---------- Material for the task
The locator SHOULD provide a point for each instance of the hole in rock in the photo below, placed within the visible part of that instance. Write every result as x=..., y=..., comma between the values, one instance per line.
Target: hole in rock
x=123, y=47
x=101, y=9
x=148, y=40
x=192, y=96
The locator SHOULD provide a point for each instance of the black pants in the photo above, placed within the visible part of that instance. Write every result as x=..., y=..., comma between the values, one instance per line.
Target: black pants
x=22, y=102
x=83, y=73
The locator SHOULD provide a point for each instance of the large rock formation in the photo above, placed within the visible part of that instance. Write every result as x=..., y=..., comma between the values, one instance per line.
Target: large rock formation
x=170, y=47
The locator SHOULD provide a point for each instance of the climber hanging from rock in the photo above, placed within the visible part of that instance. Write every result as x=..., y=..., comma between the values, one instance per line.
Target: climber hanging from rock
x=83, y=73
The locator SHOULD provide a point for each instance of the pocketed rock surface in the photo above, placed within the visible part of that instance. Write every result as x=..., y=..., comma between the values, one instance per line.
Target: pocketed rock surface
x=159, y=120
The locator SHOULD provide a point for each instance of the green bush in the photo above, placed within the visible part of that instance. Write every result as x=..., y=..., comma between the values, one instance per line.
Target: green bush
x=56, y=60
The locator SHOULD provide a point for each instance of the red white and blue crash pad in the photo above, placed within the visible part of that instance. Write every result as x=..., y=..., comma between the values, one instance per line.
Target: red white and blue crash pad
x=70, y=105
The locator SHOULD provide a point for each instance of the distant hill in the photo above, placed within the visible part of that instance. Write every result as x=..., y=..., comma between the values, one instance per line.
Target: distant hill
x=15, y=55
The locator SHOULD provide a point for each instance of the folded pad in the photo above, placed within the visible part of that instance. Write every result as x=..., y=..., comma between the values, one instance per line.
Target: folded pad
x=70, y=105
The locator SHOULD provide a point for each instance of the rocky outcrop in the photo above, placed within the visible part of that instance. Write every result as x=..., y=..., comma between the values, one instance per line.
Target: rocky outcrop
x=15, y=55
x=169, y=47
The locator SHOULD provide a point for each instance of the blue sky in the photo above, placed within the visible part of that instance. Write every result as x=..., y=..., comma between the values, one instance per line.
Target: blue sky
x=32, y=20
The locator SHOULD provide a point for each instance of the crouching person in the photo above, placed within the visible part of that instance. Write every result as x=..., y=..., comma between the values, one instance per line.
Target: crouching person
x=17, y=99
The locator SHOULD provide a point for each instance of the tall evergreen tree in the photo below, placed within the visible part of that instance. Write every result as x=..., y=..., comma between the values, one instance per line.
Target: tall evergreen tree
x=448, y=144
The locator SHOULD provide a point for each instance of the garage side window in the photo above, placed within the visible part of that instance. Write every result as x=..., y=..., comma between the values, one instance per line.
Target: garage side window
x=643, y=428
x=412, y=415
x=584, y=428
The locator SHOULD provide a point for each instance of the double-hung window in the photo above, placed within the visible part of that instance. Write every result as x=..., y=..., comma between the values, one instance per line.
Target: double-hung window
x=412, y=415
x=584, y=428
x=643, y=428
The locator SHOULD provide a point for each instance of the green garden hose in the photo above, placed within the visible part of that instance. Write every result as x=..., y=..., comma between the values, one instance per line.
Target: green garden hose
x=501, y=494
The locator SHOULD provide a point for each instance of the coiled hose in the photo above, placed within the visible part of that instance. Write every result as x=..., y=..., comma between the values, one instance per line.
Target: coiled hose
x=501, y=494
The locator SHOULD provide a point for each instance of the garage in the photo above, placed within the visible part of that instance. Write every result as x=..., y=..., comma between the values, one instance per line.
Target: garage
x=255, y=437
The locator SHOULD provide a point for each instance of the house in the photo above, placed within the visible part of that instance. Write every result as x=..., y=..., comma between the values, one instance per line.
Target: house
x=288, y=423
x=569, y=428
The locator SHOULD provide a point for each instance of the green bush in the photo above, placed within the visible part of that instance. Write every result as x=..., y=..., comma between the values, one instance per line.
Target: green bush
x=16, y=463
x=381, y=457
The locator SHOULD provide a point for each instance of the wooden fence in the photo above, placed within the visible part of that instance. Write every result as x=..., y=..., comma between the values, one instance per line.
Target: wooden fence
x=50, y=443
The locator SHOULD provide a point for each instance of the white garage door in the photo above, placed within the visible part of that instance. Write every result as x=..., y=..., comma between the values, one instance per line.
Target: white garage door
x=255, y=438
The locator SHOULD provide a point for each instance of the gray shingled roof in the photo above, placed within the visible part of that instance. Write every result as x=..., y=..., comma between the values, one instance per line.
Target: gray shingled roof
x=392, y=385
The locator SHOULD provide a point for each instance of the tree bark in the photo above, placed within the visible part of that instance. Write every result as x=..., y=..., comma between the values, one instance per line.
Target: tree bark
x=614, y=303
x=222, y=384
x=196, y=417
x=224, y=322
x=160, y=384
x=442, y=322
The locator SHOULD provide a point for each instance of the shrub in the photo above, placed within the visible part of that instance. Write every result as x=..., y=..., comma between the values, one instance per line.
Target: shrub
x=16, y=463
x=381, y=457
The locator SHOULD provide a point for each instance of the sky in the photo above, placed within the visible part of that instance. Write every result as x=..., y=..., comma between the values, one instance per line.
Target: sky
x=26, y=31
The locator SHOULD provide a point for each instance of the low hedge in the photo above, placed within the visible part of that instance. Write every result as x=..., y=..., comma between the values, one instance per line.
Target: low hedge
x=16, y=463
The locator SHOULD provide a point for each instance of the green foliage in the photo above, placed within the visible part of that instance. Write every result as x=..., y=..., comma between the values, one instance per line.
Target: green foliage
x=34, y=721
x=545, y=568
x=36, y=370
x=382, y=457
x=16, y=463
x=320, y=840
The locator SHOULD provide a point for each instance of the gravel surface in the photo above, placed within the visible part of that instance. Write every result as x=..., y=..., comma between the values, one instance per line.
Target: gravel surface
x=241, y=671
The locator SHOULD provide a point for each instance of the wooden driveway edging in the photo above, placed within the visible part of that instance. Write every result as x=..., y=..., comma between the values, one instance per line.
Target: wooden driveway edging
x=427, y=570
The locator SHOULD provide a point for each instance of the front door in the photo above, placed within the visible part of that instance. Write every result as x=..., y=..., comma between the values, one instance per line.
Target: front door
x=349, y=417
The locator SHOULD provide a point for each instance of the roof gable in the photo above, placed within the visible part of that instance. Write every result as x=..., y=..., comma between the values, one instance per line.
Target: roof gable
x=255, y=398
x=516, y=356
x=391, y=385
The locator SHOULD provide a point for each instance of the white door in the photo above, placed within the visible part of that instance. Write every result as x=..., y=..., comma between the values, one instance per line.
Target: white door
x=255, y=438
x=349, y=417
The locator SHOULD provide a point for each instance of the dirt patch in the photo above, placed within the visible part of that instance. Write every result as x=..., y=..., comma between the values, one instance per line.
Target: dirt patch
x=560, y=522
--------------------
The listing above is to be transcribed exactly. Include every line.

The locator SHOULD provide a point for each instance of the hole in rock in the photo below, placed within the visible part of that instance. Write every result as x=..., y=..., comma between the values, one instance per line.
Target: hole in rock
x=123, y=47
x=101, y=9
x=148, y=40
x=192, y=96
The locator SHOULD provide a point for each instance of the black pants in the photo above, placed within the visible part of that instance. Write every result as x=..., y=..., comma between the values, one instance per line.
Target: black pants
x=22, y=102
x=83, y=73
The locator SHOULD provide a point for each instance of the large rock formation in the photo above, placed within the visible part of that instance. Write every result as x=..., y=..., comma between the values, one instance per line.
Target: large rock formation
x=170, y=47
The locator SHOULD provide a point for each instance of the climber hanging from rock in the photo above, placed within the visible part of that instance. Write every result as x=..., y=..., comma between the values, one instance per line.
Target: climber hanging from rock
x=83, y=73
The locator SHOULD provide a point for each instance of the pocketed rock surface in the photo above, placed within the visible part of that instance. Write every result as x=..., y=..., comma between the values, one instance per line.
Target: pocketed rock surface
x=159, y=120
The locator SHOULD provide a point for each instance of the green bush in the photo above, placed within the visible part of that instance. Write every result as x=..., y=..., comma between the values, one instance per line.
Target: green bush
x=56, y=60
The locator SHOULD provide a point for each instance of the red white and blue crash pad in the photo above, placed within the visible part of that instance. Write every result as x=..., y=..., comma between the values, one instance per line.
Target: red white and blue crash pad
x=70, y=105
The locator SHOULD provide a point for each instance of the distant hill in the photo above, placed within the visible part of that instance. Write every result as x=..., y=..., comma between the values, one instance per line.
Target: distant hill
x=15, y=55
The locator SHOULD provide a point for each instance of the folded pad in the photo above, placed within the visible part of that instance. Write every result as x=..., y=..., comma between the values, one instance per line.
Target: folded pad
x=70, y=105
The locator SHOULD provide a point for each instance of the rocky outcrop in the photo above, placed within the visible part of that instance. Write every result as x=..., y=..., comma between the values, one instance per line.
Target: rocky outcrop
x=15, y=55
x=169, y=47
The locator SHOULD provide a point for each instance of the blue sky in the photo above, placed within the visible part of that instance. Write every result as x=..., y=..., comma between the values, one instance per line.
Target: blue sky
x=32, y=20
The locator SHOULD provide a point for each instance of the crouching person in the photo above, placed within the visible part of that instance. Write every result as x=..., y=..., comma between the values, one instance per line.
Target: crouching person
x=17, y=99
The locator SHOULD provide a point for each instance of the tall evergreen tree in the photo below, placed within the visible part of that instance. Write every result as x=..., y=..., comma between the values, one instance per line.
Target: tall evergreen tree
x=448, y=144
The locator SHOULD provide a point for each instance of the garage side window in the photo above, placed within the visible part of that instance. Write every result as x=..., y=..., comma between the values, one instance per line.
Target: garage side window
x=643, y=428
x=412, y=415
x=584, y=428
The locator SHOULD provide a point for each instance of the double-hung window in the photo above, placed within the visible part of that instance. Write every result as x=..., y=..., comma between the values, one instance per line.
Target: double-hung window
x=412, y=415
x=584, y=428
x=643, y=428
The locator SHOULD provide a point for each instance of the green garden hose in the photo above, placed within the visible part of that instance. Write every result as x=..., y=..., comma between the values, one instance per line.
Target: green garden hose
x=501, y=494
The locator SHOULD provide a point for each instance of the coiled hose in the photo above, placed within the visible part of that instance. Write every result as x=..., y=..., comma between the values, one instance per line.
Target: coiled hose
x=501, y=494
The locator SHOULD provide a point for each instance of the garage in the photo above, placed within the visible part of that instance. Write every result as x=..., y=..., comma between the values, one instance per line.
Target: garage
x=255, y=437
The locator SHOULD provide a point for each instance of the house in the photo above, placed within the visible part of that instance. Write every result as x=..., y=..., comma between the values, one instance per line.
Target: house
x=288, y=423
x=569, y=428
The locator SHOULD provide a point for each instance of the green bush in the photo above, placed within the visible part of that instance. Write every result as x=..., y=..., comma between the values, one instance per line.
Target: green bush
x=16, y=463
x=381, y=457
The locator SHOULD provide a point for each instance of the wooden fence in the photo above, placed within the visible part of that instance. Write every result as x=..., y=..., comma between the values, one instance per line.
Target: wooden fence
x=50, y=443
The locator SHOULD provide a point for each instance of the white garage door in the photo above, placed within the visible part of that instance. Write every result as x=..., y=..., comma between the values, one instance per line.
Target: white garage door
x=255, y=438
The locator SHOULD provide a point for each instance of the gray shingled roof in the photo above, placed within the visible part of that instance. Write every result as x=..., y=..., comma between the values, one instance per line.
Target: gray shingled roof
x=392, y=385
The locator SHOULD provide a point for each instance of the tree bark in the photo above, placed within the visible part of that instance. Write every result as x=..., y=..., comma between the values, one instance per line.
Target: tree bark
x=614, y=303
x=222, y=384
x=196, y=417
x=224, y=322
x=160, y=384
x=442, y=322
The locator SHOULD provide a point for each instance of the shrub in the photo above, placed within the visible part of that instance. Write every result as x=..., y=..., comma between the values, one instance per line.
Target: shrub
x=16, y=463
x=381, y=457
The locator SHOULD provide a point for each instance of the sky in the photo above, placed within the visible part of that instance. Write every result as x=..., y=..., comma between the values, one instance per line.
Target: sky
x=26, y=31
The locator SHOULD provide a point for each instance of the low hedge in the photo above, placed within the visible part of that instance. Write every result as x=..., y=..., comma between the values, one instance per line.
Target: low hedge
x=16, y=463
The locator SHOULD provide a point for each instance of the green foliage in the photo above, placed within the visible part of that instance. Write every result as x=..., y=..., comma between the values, one instance per line.
Target: green foliage
x=34, y=721
x=545, y=568
x=36, y=370
x=382, y=457
x=16, y=463
x=320, y=840
The locator SHOULD provide a point for each instance of the gravel surface in the photo above, placed within the visible part of that instance. Write every result as x=..., y=..., comma between the values, one instance per line.
Target: gravel surface
x=241, y=671
The locator SHOULD provide a point for each instance of the wooden driveway edging in the photo above, placed within the visible part of that instance. Write every result as x=..., y=..., comma between the values, one instance per line.
Target: wooden driveway edging
x=427, y=570
The locator SHOULD provide a point for each instance of the front door in the photo above, placed within the visible part of that instance. Write every result as x=..., y=..., comma between the values, one instance per line.
Target: front door
x=349, y=417
The locator SHOULD provide a point for each instance of the roof gable in the photo above, placed within the visible part of that instance. Write every result as x=..., y=..., comma between the values, one instance per line.
Target: roof gable
x=255, y=398
x=516, y=356
x=391, y=385
The locator SHOULD provide a point for each instance of the white door in the photo above, placed within the visible part of that instance. Write every result as x=..., y=..., comma between the values, one instance per line.
Target: white door
x=255, y=438
x=349, y=417
The locator SHOULD provide a point for each instance of the dirt patch in the photo above, placed within the visible part of that instance. Write every result as x=..., y=..., comma between the values, one instance per line.
Target: dirt patch
x=560, y=522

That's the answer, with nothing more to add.